A block of data
------------------------------------
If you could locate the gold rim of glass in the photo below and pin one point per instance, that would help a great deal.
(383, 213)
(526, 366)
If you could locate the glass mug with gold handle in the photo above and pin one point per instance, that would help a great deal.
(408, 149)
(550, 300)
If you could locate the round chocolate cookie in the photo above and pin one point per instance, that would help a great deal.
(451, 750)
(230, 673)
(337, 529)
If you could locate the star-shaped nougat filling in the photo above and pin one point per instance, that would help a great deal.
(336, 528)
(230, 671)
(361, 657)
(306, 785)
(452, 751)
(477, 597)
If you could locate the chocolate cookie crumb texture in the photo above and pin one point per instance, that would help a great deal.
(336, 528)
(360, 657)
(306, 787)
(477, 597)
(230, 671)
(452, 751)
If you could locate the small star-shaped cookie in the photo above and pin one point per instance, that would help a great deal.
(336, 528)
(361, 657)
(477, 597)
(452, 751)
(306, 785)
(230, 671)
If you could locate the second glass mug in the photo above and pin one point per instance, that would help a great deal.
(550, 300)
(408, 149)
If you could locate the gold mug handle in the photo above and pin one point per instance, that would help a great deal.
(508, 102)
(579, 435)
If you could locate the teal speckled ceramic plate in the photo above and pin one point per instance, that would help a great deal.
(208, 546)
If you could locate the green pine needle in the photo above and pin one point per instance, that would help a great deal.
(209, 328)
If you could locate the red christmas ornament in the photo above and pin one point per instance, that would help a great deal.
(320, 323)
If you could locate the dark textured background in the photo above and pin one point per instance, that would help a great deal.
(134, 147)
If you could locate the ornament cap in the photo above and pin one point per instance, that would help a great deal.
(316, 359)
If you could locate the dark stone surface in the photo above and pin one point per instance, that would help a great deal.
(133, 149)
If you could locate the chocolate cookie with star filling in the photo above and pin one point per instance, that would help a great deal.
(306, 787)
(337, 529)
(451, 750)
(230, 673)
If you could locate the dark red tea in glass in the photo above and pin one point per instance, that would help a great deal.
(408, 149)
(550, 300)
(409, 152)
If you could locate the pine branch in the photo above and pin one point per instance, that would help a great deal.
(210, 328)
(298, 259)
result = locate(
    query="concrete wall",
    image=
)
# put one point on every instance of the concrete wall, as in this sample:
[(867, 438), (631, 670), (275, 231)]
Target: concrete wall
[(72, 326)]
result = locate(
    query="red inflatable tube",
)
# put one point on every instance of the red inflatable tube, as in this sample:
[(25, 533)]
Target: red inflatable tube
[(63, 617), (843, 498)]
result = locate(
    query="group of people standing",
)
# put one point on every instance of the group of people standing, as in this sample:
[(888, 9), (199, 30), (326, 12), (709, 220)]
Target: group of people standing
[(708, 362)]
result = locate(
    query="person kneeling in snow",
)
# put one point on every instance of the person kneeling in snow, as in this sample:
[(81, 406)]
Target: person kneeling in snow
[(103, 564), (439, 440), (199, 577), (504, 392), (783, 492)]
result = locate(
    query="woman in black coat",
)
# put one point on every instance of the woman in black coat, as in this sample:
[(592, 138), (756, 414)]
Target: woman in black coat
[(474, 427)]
------------------------------------
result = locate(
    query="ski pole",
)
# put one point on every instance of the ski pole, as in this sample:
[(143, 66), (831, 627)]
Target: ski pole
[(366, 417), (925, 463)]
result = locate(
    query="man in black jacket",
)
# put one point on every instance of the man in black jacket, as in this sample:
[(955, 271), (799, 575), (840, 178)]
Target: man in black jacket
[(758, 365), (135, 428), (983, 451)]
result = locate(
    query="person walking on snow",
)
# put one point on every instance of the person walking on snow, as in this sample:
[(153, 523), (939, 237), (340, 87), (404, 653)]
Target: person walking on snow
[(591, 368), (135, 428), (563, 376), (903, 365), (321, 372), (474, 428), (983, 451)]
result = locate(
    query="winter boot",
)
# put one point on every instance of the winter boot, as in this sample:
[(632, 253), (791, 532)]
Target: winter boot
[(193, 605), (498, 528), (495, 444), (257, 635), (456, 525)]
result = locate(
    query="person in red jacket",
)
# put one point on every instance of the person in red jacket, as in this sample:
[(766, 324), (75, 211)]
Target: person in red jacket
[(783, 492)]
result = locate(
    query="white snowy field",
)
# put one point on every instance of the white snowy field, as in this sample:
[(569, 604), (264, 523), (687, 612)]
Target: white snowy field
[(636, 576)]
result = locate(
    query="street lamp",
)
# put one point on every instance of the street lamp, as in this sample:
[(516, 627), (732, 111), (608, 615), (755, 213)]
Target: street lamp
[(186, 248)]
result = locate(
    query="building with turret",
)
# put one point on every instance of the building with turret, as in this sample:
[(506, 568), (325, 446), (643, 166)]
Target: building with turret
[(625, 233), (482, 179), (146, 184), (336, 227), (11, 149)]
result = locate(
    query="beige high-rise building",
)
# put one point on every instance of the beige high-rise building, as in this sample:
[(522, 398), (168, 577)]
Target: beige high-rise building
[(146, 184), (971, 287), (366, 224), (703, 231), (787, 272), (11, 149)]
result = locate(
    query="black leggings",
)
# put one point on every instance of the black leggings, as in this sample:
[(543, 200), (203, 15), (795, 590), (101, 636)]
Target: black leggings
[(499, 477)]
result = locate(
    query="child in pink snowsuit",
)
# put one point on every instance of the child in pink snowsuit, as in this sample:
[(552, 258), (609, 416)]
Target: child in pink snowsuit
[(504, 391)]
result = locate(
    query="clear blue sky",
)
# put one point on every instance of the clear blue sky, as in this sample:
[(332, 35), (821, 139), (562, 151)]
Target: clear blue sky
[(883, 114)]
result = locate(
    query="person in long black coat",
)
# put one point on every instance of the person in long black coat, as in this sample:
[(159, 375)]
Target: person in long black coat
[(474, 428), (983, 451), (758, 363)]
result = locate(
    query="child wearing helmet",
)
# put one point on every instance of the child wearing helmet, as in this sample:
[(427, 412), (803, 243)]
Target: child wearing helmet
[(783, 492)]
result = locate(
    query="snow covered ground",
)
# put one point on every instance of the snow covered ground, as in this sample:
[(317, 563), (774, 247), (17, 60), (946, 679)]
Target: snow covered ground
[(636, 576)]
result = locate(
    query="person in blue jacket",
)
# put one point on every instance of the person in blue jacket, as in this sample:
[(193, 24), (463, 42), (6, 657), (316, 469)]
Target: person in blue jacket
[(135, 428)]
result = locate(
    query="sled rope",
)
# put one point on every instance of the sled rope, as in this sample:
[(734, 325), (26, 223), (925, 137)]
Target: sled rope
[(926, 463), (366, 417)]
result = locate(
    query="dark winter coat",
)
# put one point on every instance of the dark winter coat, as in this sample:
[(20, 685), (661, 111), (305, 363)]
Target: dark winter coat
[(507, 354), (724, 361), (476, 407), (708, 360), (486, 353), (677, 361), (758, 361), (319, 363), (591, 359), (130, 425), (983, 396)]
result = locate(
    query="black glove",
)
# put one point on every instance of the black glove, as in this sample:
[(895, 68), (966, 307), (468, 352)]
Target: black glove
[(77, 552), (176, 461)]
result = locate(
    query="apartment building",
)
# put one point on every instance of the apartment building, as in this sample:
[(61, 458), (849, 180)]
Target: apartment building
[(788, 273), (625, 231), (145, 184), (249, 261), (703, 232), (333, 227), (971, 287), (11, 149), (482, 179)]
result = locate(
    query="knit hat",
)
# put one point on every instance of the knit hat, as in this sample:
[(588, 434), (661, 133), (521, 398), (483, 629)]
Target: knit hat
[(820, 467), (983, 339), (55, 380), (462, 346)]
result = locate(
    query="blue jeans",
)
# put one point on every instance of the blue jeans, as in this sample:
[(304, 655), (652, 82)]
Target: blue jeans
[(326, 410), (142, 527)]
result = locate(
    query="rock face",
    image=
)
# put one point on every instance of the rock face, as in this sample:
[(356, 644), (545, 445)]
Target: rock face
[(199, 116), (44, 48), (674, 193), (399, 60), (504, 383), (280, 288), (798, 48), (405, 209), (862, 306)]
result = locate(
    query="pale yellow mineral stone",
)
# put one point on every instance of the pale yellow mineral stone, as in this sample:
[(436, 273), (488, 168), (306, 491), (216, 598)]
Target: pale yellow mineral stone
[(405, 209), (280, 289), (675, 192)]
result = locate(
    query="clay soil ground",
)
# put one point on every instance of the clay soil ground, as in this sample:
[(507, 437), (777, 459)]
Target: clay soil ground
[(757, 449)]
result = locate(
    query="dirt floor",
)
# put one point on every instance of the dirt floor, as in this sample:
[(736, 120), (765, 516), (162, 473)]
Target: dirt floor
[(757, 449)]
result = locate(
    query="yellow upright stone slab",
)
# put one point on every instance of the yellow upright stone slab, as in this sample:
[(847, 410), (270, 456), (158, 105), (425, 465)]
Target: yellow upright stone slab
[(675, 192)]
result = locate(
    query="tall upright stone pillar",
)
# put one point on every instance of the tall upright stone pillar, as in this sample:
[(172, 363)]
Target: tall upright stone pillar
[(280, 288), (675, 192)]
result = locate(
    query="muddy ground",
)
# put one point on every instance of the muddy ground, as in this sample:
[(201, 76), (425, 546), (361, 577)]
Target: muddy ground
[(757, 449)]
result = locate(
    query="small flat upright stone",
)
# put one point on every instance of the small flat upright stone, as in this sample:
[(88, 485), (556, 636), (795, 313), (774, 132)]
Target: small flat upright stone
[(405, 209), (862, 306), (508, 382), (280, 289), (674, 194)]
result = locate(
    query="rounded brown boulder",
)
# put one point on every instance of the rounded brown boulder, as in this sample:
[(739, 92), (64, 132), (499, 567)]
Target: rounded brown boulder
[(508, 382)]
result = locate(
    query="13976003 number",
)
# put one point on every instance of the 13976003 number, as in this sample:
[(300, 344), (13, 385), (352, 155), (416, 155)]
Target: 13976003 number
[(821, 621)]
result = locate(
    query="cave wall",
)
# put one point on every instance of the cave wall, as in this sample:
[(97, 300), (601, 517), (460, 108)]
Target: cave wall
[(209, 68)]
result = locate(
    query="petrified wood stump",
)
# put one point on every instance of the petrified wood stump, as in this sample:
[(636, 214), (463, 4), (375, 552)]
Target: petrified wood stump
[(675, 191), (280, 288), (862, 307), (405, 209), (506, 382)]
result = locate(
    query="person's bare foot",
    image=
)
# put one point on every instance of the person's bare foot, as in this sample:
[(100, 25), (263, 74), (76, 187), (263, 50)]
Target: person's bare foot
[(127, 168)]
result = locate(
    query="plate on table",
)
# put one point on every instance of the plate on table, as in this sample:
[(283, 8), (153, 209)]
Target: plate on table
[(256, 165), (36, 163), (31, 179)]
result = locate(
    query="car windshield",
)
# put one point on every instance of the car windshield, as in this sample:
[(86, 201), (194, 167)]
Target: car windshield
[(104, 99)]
------------------------------------
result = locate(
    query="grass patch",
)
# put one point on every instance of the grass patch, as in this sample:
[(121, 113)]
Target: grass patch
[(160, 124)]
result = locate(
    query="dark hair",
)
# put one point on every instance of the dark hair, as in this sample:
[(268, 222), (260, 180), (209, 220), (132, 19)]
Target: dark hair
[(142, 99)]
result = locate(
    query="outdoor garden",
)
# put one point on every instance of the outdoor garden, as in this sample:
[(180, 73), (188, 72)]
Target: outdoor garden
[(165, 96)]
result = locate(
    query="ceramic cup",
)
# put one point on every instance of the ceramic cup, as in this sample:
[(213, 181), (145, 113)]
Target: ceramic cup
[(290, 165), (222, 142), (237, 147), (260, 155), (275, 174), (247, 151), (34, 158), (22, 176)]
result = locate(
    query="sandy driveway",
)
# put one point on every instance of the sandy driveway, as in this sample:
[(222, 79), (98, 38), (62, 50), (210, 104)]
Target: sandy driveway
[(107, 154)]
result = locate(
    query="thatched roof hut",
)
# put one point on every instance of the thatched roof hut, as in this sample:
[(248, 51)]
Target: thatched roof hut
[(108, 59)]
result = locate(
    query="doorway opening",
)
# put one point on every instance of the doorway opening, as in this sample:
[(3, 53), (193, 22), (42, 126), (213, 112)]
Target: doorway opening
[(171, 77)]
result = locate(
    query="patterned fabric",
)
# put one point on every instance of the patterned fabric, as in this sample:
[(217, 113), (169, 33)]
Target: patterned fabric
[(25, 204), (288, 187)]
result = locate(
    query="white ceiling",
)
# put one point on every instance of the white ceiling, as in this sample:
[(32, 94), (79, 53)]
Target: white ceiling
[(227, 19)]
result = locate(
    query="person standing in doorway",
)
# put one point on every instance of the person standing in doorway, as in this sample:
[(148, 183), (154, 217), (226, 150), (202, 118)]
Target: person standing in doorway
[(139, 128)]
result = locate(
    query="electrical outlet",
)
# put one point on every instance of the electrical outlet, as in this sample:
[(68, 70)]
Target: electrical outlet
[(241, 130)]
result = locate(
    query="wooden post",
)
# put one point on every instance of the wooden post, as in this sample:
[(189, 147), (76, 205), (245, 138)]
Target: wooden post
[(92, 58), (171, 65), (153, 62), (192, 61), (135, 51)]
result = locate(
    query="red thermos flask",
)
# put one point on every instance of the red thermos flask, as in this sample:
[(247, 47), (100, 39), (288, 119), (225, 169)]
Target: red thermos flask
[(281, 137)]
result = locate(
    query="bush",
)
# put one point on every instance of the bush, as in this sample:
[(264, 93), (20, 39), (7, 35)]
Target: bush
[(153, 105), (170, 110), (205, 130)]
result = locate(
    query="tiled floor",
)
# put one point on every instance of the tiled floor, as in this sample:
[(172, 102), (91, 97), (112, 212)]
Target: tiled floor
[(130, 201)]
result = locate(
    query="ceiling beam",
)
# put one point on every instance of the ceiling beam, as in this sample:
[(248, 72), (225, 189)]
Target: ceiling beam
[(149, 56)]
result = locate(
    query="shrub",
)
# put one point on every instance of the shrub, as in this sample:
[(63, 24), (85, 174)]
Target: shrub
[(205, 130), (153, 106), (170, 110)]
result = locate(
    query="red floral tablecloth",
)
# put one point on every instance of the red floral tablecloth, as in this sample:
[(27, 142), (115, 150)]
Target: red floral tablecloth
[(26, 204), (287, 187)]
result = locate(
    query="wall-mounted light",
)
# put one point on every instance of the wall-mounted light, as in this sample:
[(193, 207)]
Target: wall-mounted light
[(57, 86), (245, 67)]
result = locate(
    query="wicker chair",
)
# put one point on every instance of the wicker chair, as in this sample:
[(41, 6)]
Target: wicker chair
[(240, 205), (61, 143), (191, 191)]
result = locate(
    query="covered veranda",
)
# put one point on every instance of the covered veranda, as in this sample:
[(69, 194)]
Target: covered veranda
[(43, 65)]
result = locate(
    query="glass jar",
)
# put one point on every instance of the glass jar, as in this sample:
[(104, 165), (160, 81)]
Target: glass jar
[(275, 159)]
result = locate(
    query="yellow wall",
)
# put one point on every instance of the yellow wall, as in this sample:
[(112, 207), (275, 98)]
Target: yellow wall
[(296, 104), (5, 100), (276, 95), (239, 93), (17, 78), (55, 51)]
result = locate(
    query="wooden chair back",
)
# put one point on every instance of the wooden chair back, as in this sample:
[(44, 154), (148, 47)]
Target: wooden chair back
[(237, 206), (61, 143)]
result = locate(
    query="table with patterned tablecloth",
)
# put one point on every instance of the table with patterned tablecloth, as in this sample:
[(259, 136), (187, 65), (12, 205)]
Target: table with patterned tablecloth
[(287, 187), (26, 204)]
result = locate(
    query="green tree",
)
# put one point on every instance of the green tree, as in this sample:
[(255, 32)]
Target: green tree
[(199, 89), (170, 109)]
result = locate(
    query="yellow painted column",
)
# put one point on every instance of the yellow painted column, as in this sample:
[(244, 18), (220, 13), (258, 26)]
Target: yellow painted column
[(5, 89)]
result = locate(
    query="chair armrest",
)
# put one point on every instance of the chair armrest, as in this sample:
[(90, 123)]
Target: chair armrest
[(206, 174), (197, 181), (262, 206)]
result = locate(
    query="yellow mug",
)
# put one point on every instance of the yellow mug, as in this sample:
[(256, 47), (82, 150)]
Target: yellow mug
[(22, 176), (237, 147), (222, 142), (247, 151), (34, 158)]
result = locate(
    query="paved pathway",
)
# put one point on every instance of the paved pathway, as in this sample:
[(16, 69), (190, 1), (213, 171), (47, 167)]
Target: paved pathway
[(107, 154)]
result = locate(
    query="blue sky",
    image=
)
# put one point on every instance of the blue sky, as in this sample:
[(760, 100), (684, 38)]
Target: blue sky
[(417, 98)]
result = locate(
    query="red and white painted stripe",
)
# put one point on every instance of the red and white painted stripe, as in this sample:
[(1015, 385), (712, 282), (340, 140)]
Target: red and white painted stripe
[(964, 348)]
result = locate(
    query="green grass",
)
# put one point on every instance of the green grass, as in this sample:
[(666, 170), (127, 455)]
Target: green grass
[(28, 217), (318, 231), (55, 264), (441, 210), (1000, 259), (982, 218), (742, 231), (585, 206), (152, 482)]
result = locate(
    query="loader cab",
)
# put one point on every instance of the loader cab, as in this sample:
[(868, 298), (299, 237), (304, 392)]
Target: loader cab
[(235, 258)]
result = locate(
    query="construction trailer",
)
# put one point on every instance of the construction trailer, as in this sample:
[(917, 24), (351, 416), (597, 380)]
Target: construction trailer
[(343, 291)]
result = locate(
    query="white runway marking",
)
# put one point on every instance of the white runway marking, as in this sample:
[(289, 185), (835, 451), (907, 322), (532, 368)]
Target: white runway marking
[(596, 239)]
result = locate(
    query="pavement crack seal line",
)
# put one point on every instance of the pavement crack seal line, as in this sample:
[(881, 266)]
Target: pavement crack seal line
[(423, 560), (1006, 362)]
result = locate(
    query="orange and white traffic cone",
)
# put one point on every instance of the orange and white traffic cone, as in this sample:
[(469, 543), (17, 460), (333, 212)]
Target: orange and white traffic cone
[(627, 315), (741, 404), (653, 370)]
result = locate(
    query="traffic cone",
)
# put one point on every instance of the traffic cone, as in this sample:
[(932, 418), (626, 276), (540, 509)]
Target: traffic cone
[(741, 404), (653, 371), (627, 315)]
------------------------------------
JOB: Pick out and copy every line of the items above that contains the string "sled". Matching is case-sensitive.

WRITTEN ANSWER:
    query="sled rope",
# put one point on every instance of the sled rope, as in this sample:
Target: sled rope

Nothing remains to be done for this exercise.